[Entries from a point annotation set]
________________________

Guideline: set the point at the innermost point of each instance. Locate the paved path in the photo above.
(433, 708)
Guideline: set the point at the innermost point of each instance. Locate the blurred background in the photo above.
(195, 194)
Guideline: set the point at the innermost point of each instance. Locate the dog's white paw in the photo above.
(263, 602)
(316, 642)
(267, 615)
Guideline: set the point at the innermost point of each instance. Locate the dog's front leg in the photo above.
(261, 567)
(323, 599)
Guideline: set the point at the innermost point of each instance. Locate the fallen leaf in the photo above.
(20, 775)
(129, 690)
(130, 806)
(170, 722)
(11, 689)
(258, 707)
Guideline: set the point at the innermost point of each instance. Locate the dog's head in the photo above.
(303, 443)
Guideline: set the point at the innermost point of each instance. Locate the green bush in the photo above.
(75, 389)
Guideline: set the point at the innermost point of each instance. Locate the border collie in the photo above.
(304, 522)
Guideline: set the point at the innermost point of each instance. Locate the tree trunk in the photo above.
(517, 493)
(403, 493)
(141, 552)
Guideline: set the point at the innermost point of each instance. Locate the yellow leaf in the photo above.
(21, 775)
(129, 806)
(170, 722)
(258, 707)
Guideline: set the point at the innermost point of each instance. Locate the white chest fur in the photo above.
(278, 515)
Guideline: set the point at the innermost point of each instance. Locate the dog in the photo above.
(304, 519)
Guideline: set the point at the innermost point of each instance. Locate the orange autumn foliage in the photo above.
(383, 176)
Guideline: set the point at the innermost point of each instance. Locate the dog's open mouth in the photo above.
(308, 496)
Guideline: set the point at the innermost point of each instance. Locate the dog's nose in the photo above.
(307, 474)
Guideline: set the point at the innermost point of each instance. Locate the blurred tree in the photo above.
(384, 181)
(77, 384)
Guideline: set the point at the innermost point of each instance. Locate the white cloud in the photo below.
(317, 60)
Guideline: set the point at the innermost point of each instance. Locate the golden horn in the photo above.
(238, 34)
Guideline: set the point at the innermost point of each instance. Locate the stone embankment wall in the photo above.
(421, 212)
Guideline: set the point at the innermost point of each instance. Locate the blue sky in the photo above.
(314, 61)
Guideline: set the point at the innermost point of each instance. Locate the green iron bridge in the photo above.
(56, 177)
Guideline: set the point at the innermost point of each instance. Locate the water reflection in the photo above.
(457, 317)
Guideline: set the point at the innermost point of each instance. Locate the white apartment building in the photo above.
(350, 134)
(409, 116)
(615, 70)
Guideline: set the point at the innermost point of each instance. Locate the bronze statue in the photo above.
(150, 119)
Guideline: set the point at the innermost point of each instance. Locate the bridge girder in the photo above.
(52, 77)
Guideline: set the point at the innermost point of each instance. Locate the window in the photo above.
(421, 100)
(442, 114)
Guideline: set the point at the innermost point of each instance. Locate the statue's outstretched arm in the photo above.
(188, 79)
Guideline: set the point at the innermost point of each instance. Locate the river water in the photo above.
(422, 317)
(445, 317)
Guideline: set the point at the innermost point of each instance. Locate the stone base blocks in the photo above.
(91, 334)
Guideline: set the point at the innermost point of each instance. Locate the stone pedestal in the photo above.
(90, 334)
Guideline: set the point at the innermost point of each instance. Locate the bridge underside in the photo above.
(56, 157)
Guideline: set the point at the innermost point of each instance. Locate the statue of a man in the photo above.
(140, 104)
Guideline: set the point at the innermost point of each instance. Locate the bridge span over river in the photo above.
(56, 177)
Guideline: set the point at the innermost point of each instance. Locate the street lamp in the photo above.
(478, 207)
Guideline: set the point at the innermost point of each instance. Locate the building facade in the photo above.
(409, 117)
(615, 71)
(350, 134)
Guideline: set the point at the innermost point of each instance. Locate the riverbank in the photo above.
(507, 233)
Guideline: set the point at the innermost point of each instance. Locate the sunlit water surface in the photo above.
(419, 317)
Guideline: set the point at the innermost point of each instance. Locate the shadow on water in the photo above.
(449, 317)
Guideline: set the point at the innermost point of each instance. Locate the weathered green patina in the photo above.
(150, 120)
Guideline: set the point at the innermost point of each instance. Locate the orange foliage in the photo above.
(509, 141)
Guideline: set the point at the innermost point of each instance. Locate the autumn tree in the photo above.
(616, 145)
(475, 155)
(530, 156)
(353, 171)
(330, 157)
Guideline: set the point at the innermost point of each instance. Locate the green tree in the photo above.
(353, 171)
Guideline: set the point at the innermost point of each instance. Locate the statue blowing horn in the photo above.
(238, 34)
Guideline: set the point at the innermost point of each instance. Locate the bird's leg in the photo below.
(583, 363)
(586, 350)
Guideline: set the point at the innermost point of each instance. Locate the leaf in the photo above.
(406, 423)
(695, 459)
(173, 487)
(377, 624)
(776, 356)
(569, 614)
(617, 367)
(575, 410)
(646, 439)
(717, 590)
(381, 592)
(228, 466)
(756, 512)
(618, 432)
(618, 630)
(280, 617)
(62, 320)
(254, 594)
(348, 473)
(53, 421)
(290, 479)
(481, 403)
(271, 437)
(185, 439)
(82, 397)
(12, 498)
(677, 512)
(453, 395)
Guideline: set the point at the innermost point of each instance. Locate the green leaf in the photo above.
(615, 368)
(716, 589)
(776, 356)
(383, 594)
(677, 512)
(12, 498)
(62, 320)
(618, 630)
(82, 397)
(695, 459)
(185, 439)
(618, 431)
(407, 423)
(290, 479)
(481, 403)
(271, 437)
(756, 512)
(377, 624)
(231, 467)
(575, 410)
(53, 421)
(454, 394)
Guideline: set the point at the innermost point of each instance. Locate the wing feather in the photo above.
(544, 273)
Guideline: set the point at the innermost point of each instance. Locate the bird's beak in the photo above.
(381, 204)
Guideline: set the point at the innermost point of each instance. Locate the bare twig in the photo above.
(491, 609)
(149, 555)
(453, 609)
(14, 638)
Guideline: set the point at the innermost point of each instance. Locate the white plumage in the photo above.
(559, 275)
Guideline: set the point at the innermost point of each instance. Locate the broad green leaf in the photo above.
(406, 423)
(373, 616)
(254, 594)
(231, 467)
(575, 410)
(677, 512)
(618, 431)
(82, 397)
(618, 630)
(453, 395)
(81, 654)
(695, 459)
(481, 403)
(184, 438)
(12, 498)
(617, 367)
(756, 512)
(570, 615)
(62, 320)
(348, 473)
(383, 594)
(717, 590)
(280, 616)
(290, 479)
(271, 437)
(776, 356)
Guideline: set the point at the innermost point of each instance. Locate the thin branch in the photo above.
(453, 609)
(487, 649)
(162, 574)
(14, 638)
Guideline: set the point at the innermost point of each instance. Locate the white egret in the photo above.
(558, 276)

________________________

TASK STATEMENT:
Could you update all of the records above so that every "innermost point" becomes "center", with nothing else changed?

WRITTEN REPLY:
Guideline: set the point at the center of each instance. Locate the paved path in the photo above.
(433, 708)
Guideline: set the point at the center of each instance. Locate the blurred background in the photo above.
(195, 194)
Guideline: set the point at the center of each instance. Locate the dog's white paw in the photo above.
(263, 602)
(316, 642)
(267, 615)
Guideline: set the point at the center of each instance. Locate the dog's front leg in the photo above.
(261, 567)
(323, 599)
Guideline: set the point at the center of each instance. Locate the fallen leaf in the photo above.
(20, 775)
(129, 690)
(130, 806)
(170, 722)
(11, 689)
(258, 707)
Guideline: set the point at the center of each instance. Locate the dog's head in the photo above.
(303, 443)
Guideline: set the point at the center of each instance. Locate the green bush in the photo above.
(75, 389)
Guideline: set the point at the center of each instance. Locate the border collie in the photo above.
(304, 522)
Guideline: set the point at the center of each instance. Locate the tree trunk in the photo above.
(517, 493)
(403, 493)
(141, 552)
Guideline: set the point at the center of each instance. Locate the yellow leaf in the photo above.
(21, 775)
(129, 806)
(170, 722)
(258, 707)
Guideline: set the point at the center of each instance. Locate the white chest fur in the photo above.
(278, 515)
Guideline: set the point at the center of each instance. Locate the dog in the photo above.
(304, 519)
Guideline: set the point at the center of each instance. Locate the orange autumn foliage in the photo above.
(383, 176)
Guideline: set the point at the center of each instance. Locate the dog's open mouth in the photo above.
(308, 496)
Guideline: set the point at the center of each instance. Locate the dog's nose in the photo above.
(307, 474)
Guideline: set the point at the center of each instance. Locate the blurred tree in the photo above.
(384, 181)
(77, 384)
Guideline: set the point at the center of each instance. Locate the white cloud in the photo below.
(317, 60)
Guideline: set the point at the center of each instance. Locate the golden horn in the photo above.
(238, 34)
Guideline: set the point at the center of each instance. Locate the stone embankment wall in the photo above.
(421, 212)
Guideline: set the point at the center of each instance. Locate the blue sky in the photo above.
(314, 61)
Guideline: set the point at the center of each instance. Locate the green iron bridge in the photo above.
(56, 177)
Guideline: set the point at the center of each instance. Locate the water reflection in the photo above.
(457, 317)
Guideline: set the point at the center of each instance. Locate the white apartment building in the photo above.
(350, 134)
(409, 116)
(615, 70)
Guideline: set the point at the center of each instance. Locate the bronze statue in the photo above.
(150, 119)
Guideline: set the point at the center of each instance. Locate the bridge girder in the photo above.
(52, 77)
Guideline: set the point at the center of each instance. Locate the window in the photo above.
(421, 100)
(442, 114)
Guideline: set the point at the center of each instance. Locate the statue's outstretched arm in the photo above.
(188, 79)
Guideline: set the point at the center of each instance. Locate the river water in the photo above.
(422, 317)
(445, 317)
Guideline: set the point at the center of each instance. Locate the stone base blocks in the photo above.
(91, 334)
Guideline: set the point at the center of each instance. Locate the stone pedestal in the photo above.
(90, 334)
Guideline: set the point at the center of each instance. Locate the bridge underside in the photo above.
(56, 157)
Guideline: set the point at the center of each instance. Locate the statue of a man in the photo above.
(140, 104)
Guideline: set the point at the center of each instance. Locate the bridge span over river in the photo above.
(56, 177)
Guideline: set the point at the center of each instance. Locate the street lamp in the photo above.
(478, 207)
Guideline: set the point at the center of each instance. Locate the building facade in the photo above.
(409, 117)
(615, 71)
(350, 134)
Guideline: set the point at the center of each instance. Locate the riverbank in the photo above.
(507, 233)
Guideline: set the point at the center of each instance. Locate the sunlit water surface in the photo above.
(419, 317)
Guideline: set the point at the center of each instance. Locate the shadow on water in the photo above.
(449, 317)
Guideline: set the point at the center of each instance. Locate the weathered green patina in the photo above.
(150, 120)
Guideline: set the point at the center of each instance. Locate the orange foliage in the photo above.
(509, 141)
Guideline: set the point at the center of each instance. Locate the autumn tree in the photo above.
(616, 145)
(475, 155)
(530, 156)
(353, 171)
(330, 157)
Guideline: set the point at the center of each instance. Locate the green tree in the photo above.
(353, 171)
Guideline: set the point at the center of each instance. Locate the statue blowing horn in the photo above.
(238, 34)
Guideline: set the point at the center of each instance. Locate the bird's leg in the photo below.
(583, 363)
(586, 350)
Guideline: set the point at the center of each instance. Locate the leaf in the photo above.
(406, 423)
(695, 459)
(173, 487)
(377, 624)
(776, 356)
(569, 614)
(617, 367)
(575, 410)
(646, 439)
(717, 590)
(381, 592)
(228, 466)
(756, 512)
(618, 432)
(618, 630)
(280, 617)
(62, 320)
(254, 594)
(348, 473)
(53, 421)
(290, 479)
(481, 403)
(271, 437)
(185, 439)
(82, 397)
(12, 498)
(677, 512)
(453, 395)
Guideline: set the point at the center of each instance. Locate the green leaf in the photo above.
(615, 368)
(716, 589)
(776, 356)
(383, 594)
(677, 512)
(12, 498)
(62, 320)
(618, 630)
(82, 397)
(695, 459)
(185, 439)
(618, 431)
(407, 423)
(290, 479)
(481, 403)
(271, 437)
(756, 512)
(377, 624)
(231, 467)
(575, 410)
(53, 421)
(454, 394)
Guideline: set the point at the center of each instance. Locate the wing feather in the photo above.
(544, 273)
Guideline: set the point at the center of each instance. Locate the bird's beak in the photo above.
(381, 204)
Guideline: set the point at the center of each instance. Locate the bare twig in the photo above.
(491, 609)
(149, 555)
(453, 609)
(14, 638)
Guideline: set the point at the center of each instance. Locate the white plumage in the photo above.
(559, 275)
Guideline: set the point at the center of each instance. Locate the broad green leaf in the photo above.
(406, 423)
(373, 616)
(254, 594)
(231, 467)
(575, 410)
(677, 512)
(618, 431)
(82, 397)
(618, 630)
(453, 395)
(81, 654)
(695, 459)
(481, 403)
(184, 438)
(12, 498)
(617, 367)
(756, 512)
(570, 615)
(62, 320)
(348, 473)
(383, 594)
(717, 590)
(280, 616)
(290, 479)
(271, 437)
(776, 356)
Guideline: set the point at the center of each instance. Locate the thin branch in the photo above.
(453, 609)
(487, 649)
(162, 574)
(14, 638)
Guideline: set the point at the center of each instance. Locate the white egret in the photo above.
(558, 276)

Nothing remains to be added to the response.